Texte de lecture:
########################################
Tout l'attirail de siège était réuni à Mequinenza, bouches à feu, gabions, fascines, etc. ; très difficile était de le transporter devant Tortose. Vers la fin du mois de septembre, on essaya de mettre à flot un second convoi d'artillerie; mais les eaux étaient si basses qu'on dut y renoncer. Il fallut avoir recours à la voie de terre, bien que des bateaux eussent pu amener en trois jours ce que quinze à dix-huit cents chevaux ne pouvaient traîner en un mois.  Les Catalans et les Valenciens ayant attaqué un convoi, le 29 septembre, dans le défilé de las Armas, ils furent repoussés par l'escorte, et rien ne fut perdu.

Les mois de septembre et d'octobre se passèrent ainsi. On attendait impatiemment une crue d'eau pour suppléer à l'insuffisance des transports par terre, et l'on se préparait à compléter le blocus et à commencer le siège, lorsque le maréchal Macdonald, laissant l'armée d'Aragon à ses propres forces, crut devoir accourir au secours de la haute Catalogne. O'Donell, en son absence, avait enlevé la brigade du général Schwartz, campée à la Bisbal, près de Girone, et ce coup hardi avait ranimé le courage des Catalans. Ils battaient de nouveau la campagne, interceptant toutes les communications. Cependant un grand convoi était préparé depuis longtemps à Girone, pour ravitailler Barcelone, et il était indispensable de l'escorter pour qu'il pût arriver à sa destination.

Le départ du septième corps laissa le troisième dans une cruelle position. Enchaîné par la néces­sité de défendre la portion de l'équipage de siège arrivée devant Tortose, sans pouvoir le retirer ou s'en servir pour attaquer immédiatement la place; obligé de faire face de tout côté à l'ennemi, et de protéger ses communications et ses convois contre les nombreuses bandes d'une population hostile, le général Suchet dut ajourner tout espoir de con­quête pour ne songer qu'à se défendre.
########################################
Jeu de données:
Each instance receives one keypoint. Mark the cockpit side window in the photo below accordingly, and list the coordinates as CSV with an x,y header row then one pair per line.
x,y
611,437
########################################
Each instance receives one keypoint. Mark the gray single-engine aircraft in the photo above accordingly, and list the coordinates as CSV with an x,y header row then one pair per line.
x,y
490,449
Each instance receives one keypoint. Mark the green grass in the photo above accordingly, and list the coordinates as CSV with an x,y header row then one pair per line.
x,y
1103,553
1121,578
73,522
########################################
Énoncé:
Répondez aux questions suivantes à partir du texte sur le siège de Tortose :
1. Dans quelle localité l'attirail de siège était-il réuni ?
2. Quelle brigade O'Donell avait-il enlevée, et où celle-ci était-elle campée ?
3. Quel général dut ajourner tout espoir de conquête ?

Tâche réalisée:
1. À Mequinenza.
2. La brigade du général Schwartz, campée à la Bisbal, près de Girone.
3. Le général Suchet.